**TASK OBJECTIVE:** Convert the listing, from its first line up to and including the line with "[[142,125],[142,67],[131,5],[99,31],[96,101],[98,129]]", into a Markdown table with the columns No. and Line, numbering each row and leaving out blank lines.

Stored records:

- - - - -

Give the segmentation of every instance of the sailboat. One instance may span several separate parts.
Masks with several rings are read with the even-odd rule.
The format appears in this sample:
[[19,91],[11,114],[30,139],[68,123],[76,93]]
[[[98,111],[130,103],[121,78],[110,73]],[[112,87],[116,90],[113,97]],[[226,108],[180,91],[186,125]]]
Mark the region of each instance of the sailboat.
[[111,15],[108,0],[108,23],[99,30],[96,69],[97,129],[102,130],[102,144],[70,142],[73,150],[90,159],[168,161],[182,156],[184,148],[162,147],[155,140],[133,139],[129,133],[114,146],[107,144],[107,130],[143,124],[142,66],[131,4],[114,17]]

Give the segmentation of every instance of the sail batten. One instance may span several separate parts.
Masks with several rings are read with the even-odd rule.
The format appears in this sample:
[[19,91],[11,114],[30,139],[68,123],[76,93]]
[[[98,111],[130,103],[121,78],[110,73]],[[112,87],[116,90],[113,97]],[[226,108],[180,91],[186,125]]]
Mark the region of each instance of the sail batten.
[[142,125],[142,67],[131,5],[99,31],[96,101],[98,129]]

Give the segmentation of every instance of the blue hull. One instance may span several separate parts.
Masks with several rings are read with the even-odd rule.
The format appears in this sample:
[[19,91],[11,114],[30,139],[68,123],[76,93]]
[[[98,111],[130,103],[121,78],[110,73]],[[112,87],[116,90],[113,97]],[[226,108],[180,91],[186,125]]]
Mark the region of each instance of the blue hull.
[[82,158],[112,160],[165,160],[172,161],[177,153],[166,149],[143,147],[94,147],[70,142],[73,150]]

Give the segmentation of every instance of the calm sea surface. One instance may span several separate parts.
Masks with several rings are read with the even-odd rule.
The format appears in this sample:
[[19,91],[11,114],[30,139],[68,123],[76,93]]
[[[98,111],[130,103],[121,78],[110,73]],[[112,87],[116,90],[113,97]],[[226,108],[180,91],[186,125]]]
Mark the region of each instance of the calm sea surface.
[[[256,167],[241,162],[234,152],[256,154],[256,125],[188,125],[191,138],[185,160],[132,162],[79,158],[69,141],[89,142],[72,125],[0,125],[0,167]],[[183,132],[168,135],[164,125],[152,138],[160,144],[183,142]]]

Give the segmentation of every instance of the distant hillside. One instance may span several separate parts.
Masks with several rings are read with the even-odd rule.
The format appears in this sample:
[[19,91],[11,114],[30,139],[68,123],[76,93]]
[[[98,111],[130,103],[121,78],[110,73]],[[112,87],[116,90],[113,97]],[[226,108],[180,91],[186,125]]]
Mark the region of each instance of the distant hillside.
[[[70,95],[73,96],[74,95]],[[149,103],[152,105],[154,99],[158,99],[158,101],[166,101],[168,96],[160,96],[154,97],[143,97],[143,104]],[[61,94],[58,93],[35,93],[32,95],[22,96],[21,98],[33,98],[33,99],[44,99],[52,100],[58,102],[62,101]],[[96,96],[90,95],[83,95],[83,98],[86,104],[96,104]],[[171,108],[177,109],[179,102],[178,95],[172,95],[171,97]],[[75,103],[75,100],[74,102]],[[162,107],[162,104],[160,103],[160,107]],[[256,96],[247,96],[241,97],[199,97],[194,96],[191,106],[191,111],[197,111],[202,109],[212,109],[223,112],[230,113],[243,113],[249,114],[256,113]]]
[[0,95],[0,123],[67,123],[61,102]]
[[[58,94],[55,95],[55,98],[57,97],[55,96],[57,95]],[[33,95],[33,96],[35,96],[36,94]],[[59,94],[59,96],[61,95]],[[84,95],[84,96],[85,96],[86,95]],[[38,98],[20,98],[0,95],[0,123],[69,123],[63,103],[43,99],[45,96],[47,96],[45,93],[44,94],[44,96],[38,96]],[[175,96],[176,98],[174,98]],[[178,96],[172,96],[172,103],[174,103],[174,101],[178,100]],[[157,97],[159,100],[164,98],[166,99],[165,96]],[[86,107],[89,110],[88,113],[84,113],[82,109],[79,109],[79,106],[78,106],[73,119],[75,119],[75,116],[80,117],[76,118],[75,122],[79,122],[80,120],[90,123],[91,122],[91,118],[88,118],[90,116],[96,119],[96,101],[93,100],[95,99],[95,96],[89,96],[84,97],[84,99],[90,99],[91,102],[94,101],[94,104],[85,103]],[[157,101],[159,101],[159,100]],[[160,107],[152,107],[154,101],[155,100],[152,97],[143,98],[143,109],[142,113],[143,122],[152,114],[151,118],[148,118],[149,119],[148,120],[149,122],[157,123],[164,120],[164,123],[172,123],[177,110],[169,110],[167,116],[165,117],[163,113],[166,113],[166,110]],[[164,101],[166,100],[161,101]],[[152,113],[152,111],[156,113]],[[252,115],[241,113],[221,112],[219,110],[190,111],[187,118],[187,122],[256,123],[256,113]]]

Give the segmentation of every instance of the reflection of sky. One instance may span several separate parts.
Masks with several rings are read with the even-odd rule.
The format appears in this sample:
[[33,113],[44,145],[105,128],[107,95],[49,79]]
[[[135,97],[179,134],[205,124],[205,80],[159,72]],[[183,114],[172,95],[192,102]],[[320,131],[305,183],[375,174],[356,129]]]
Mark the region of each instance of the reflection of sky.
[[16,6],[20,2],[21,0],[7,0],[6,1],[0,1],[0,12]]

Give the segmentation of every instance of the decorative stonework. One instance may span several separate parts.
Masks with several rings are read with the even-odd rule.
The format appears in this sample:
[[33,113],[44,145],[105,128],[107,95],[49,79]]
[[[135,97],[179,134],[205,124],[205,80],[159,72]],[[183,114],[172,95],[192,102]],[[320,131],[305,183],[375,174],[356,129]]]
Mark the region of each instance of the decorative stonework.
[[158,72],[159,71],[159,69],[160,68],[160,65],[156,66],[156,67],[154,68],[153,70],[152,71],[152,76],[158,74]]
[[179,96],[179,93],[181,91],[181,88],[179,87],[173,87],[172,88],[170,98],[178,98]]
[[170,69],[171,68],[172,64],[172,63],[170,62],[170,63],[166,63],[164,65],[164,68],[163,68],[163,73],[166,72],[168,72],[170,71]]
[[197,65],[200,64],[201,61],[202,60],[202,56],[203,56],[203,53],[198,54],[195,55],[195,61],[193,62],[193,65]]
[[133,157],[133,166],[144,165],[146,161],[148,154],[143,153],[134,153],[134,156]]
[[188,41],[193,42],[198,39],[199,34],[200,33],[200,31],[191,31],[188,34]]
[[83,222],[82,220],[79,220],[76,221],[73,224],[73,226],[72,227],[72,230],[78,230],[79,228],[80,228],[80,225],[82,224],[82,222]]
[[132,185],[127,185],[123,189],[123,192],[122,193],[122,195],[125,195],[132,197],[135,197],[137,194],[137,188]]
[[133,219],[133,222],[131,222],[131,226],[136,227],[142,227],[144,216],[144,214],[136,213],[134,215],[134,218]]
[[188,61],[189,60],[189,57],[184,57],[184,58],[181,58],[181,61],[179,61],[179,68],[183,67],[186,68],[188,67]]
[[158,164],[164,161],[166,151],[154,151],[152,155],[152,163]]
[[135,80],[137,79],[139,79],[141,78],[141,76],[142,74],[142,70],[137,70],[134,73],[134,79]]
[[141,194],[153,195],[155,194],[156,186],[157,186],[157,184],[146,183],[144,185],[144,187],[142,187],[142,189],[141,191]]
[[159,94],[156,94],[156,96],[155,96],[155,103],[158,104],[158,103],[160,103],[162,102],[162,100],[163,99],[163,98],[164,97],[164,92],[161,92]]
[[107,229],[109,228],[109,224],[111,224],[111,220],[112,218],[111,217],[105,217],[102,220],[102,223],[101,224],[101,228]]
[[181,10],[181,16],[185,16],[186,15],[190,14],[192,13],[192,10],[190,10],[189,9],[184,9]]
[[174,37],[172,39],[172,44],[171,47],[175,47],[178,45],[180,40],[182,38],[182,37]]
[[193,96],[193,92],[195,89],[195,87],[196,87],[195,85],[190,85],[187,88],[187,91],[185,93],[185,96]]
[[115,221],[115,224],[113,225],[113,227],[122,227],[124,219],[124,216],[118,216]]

- - - - -

**FINISHED ANSWER:**
| No. | Line |
|---|---|
| 1 | Give the segmentation of every instance of the sailboat. One instance may span several separate parts. |
| 2 | Masks with several rings are read with the even-odd rule. |
| 3 | The format appears in this sample: |
| 4 | [[19,91],[11,114],[30,139],[68,123],[76,93]] |
| 5 | [[[98,111],[130,103],[121,78],[110,73]],[[112,87],[116,90],[113,97]],[[226,108],[180,91],[186,125]]] |
| 6 | Mark the region of each instance of the sailboat. |
| 7 | [[111,15],[108,0],[108,23],[99,30],[96,69],[97,129],[102,130],[102,144],[70,142],[73,150],[90,159],[168,161],[182,156],[184,148],[162,147],[155,140],[133,139],[129,133],[114,146],[107,144],[107,130],[143,124],[142,66],[131,4],[114,17]] |
| 8 | Give the segmentation of every instance of the sail batten. One instance may span several separate parts. |
| 9 | Masks with several rings are read with the even-odd rule. |
| 10 | The format appears in this sample: |
| 11 | [[19,91],[11,114],[30,139],[68,123],[76,93]] |
| 12 | [[[98,111],[130,103],[121,78],[110,73]],[[112,87],[116,90],[113,97]],[[226,108],[180,91],[186,125]]] |
| 13 | Mark the region of each instance of the sail batten. |
| 14 | [[142,125],[142,67],[131,5],[99,31],[96,101],[98,129]] |